◆ **EXERCISE DESCRIPTION**: Return exactly the lines from the "For every instance of the mown" line through the last line of the entries below. Include no pictures.

◆ **DATA FOR THIS EXERCISE**:
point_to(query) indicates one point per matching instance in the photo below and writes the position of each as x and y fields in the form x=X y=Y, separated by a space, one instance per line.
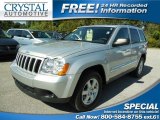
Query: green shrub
x=153 y=43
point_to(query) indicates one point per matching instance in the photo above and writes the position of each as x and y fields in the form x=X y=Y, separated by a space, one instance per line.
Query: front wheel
x=88 y=91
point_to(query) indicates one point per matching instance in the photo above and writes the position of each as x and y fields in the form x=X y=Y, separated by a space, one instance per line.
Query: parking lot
x=124 y=88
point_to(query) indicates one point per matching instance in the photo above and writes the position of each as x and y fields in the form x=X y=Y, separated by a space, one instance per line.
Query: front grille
x=29 y=63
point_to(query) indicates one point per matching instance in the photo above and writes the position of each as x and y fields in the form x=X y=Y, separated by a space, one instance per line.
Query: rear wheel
x=139 y=70
x=88 y=91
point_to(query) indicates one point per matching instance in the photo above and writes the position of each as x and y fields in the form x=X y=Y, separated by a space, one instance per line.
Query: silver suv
x=75 y=68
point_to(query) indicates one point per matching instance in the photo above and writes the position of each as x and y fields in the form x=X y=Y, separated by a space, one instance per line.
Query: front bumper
x=56 y=88
x=40 y=94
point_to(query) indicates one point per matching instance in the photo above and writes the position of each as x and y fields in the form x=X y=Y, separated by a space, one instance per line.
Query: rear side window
x=123 y=33
x=142 y=37
x=25 y=33
x=11 y=32
x=18 y=33
x=134 y=35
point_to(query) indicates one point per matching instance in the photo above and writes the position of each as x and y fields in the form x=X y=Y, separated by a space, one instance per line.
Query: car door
x=119 y=56
x=136 y=46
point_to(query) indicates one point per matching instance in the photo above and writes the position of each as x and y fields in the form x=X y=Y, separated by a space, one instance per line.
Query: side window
x=143 y=39
x=123 y=33
x=18 y=33
x=134 y=35
x=11 y=32
x=25 y=33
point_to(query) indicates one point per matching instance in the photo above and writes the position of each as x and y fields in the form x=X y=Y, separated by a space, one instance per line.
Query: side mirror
x=120 y=42
x=29 y=36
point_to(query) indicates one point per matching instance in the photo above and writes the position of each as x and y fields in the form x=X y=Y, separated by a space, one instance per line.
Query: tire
x=88 y=91
x=139 y=70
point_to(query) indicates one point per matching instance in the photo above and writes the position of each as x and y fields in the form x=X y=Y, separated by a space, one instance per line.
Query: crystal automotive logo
x=26 y=9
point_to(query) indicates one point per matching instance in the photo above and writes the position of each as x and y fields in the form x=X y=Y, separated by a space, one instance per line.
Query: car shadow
x=109 y=91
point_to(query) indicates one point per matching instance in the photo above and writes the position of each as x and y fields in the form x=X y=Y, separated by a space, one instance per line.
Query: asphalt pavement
x=120 y=90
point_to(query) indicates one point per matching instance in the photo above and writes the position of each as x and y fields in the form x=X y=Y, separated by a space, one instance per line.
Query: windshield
x=3 y=34
x=40 y=34
x=91 y=34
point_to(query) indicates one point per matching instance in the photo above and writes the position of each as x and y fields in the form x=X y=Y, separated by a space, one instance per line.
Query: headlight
x=55 y=66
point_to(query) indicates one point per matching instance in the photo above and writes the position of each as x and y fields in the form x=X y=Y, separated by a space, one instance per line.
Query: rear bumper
x=40 y=94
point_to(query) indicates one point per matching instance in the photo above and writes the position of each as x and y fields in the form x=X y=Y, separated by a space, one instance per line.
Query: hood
x=44 y=39
x=8 y=41
x=63 y=48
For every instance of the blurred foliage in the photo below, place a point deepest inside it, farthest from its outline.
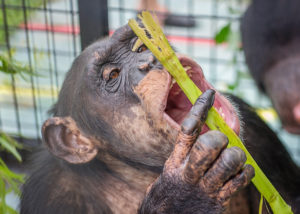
(8, 65)
(9, 181)
(15, 16)
(229, 34)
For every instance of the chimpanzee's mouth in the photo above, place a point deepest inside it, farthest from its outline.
(178, 105)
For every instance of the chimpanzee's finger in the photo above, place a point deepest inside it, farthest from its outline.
(203, 153)
(189, 128)
(240, 181)
(228, 164)
(198, 114)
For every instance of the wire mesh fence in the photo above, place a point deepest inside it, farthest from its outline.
(44, 35)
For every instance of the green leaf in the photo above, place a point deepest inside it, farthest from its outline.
(223, 35)
(10, 148)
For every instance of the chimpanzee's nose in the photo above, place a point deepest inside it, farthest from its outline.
(151, 62)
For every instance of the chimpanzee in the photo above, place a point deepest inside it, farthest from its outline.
(125, 139)
(271, 42)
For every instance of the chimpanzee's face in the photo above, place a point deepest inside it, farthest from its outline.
(122, 97)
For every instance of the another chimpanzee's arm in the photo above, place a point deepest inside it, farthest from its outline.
(200, 175)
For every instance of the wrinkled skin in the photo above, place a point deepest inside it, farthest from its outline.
(271, 42)
(110, 149)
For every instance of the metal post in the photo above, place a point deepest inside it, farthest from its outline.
(93, 18)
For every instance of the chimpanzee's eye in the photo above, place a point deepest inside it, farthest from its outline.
(110, 72)
(139, 46)
(114, 74)
(142, 48)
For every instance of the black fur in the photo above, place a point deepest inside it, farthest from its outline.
(165, 197)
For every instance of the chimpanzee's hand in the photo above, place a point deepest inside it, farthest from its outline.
(201, 174)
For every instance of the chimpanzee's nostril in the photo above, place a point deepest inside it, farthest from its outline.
(149, 65)
(145, 67)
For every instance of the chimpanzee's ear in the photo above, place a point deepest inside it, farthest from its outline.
(64, 140)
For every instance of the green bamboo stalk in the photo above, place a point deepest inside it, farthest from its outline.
(160, 47)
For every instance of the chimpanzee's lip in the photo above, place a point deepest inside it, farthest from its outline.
(177, 104)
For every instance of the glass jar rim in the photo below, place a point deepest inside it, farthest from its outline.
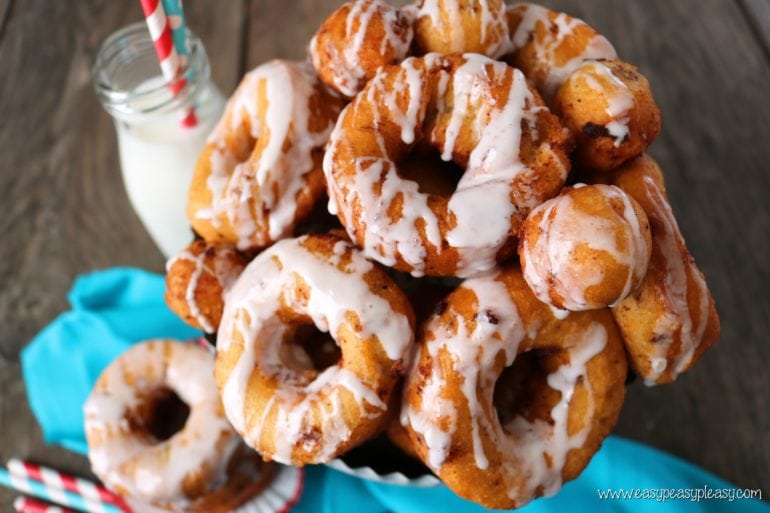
(156, 97)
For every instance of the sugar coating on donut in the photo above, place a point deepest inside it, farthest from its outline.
(585, 249)
(548, 45)
(197, 279)
(671, 320)
(609, 107)
(259, 173)
(448, 403)
(461, 26)
(355, 40)
(127, 459)
(478, 112)
(286, 411)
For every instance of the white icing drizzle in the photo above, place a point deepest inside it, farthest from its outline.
(545, 49)
(493, 168)
(146, 469)
(251, 310)
(349, 76)
(527, 447)
(258, 196)
(620, 99)
(223, 270)
(537, 439)
(446, 16)
(563, 228)
(679, 275)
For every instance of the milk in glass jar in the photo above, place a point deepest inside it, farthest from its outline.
(157, 142)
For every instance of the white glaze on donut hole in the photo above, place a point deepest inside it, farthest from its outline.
(282, 406)
(259, 174)
(609, 107)
(671, 320)
(504, 458)
(477, 112)
(585, 249)
(548, 45)
(461, 26)
(198, 278)
(355, 40)
(179, 470)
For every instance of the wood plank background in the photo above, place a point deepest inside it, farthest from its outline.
(63, 209)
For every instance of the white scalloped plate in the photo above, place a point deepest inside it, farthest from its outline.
(394, 478)
(278, 497)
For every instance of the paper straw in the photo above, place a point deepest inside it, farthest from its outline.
(205, 344)
(175, 15)
(30, 505)
(56, 479)
(57, 495)
(170, 62)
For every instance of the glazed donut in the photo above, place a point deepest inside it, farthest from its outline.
(260, 172)
(275, 399)
(203, 467)
(609, 108)
(461, 26)
(670, 321)
(197, 279)
(355, 40)
(573, 398)
(548, 45)
(475, 111)
(588, 248)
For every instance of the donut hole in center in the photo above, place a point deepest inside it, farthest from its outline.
(308, 348)
(424, 166)
(160, 416)
(522, 389)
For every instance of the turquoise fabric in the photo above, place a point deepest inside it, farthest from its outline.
(114, 308)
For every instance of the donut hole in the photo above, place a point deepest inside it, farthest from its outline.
(160, 416)
(308, 348)
(424, 166)
(522, 389)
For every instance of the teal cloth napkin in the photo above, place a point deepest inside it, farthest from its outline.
(115, 308)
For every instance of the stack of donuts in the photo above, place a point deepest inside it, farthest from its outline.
(503, 249)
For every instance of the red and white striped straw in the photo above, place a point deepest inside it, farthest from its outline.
(60, 480)
(30, 505)
(170, 63)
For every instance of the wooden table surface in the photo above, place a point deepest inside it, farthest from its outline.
(64, 211)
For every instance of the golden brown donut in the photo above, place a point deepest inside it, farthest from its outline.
(195, 464)
(573, 400)
(588, 248)
(197, 279)
(260, 172)
(479, 113)
(461, 26)
(548, 45)
(609, 108)
(355, 40)
(279, 403)
(670, 321)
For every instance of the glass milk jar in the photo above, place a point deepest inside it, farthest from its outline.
(158, 144)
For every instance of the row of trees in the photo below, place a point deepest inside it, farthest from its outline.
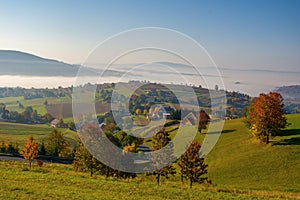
(56, 145)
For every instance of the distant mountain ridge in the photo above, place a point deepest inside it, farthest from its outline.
(13, 55)
(20, 63)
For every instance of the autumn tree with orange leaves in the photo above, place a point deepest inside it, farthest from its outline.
(30, 150)
(266, 116)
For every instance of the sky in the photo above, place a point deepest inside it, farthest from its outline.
(260, 34)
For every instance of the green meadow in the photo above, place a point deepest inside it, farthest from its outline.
(239, 166)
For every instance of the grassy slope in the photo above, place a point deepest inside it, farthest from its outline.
(241, 161)
(238, 163)
(19, 133)
(36, 104)
(61, 182)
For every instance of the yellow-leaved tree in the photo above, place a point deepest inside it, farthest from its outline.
(30, 150)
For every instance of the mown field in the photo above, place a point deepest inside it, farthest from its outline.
(18, 133)
(37, 104)
(240, 167)
(54, 181)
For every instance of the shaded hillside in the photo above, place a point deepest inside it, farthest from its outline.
(291, 95)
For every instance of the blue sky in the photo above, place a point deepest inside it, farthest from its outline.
(238, 34)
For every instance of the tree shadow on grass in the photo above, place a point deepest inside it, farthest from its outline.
(289, 141)
(228, 131)
(289, 132)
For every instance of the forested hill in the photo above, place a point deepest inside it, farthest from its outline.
(290, 92)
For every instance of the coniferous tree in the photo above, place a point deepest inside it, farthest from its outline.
(193, 166)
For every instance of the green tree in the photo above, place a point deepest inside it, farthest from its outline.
(160, 140)
(30, 150)
(203, 120)
(266, 116)
(193, 166)
(84, 161)
(57, 145)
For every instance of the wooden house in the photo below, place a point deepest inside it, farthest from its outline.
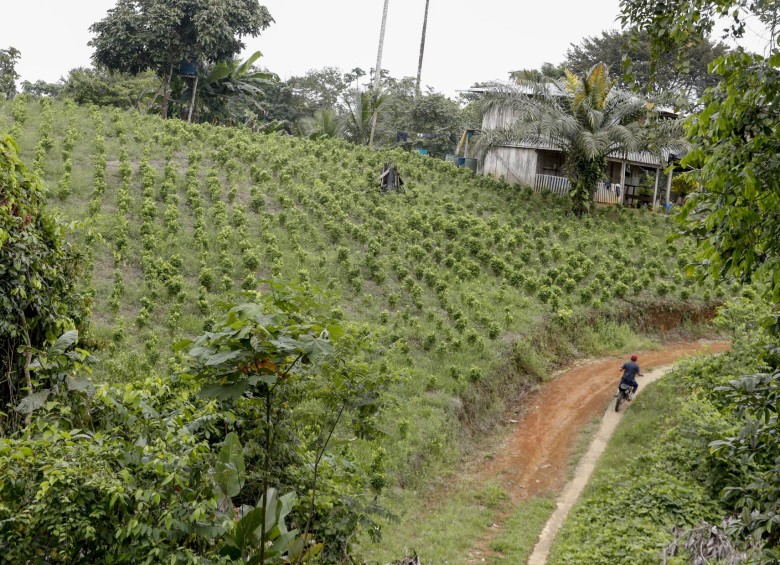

◆ **RESULT**:
For every instance of the mown field in the photo above, place a point deepest inside it, farthest from its outline.
(18, 133)
(37, 104)
(240, 167)
(54, 181)
For every instance of the shaded hillside in the photo above, place a point deepest inside it, farthest from its outline.
(291, 95)
For every instance of the blue sky in the photo above, place a point deepest inside it, farthest from its outline.
(238, 34)
For every instance of the tree shadow on grass in the photo above, place a point deepest inside it, farthest from its outline.
(289, 141)
(228, 131)
(289, 132)
For every instance of the forested hill in the photo above, place a point deepest inside it, farthest from its outline.
(290, 92)
For every instance of the coniferous tree in the photo above, place a point deepest inside it, farthest from its outline.
(193, 166)
For every instance of the green tree in the photo above, place a point deepest inside it, farthest from its outline.
(160, 140)
(30, 150)
(203, 120)
(266, 116)
(193, 166)
(84, 161)
(57, 145)
For every instance of the wooden house in the photo below, place a point deepest inside it, farthest from its outline.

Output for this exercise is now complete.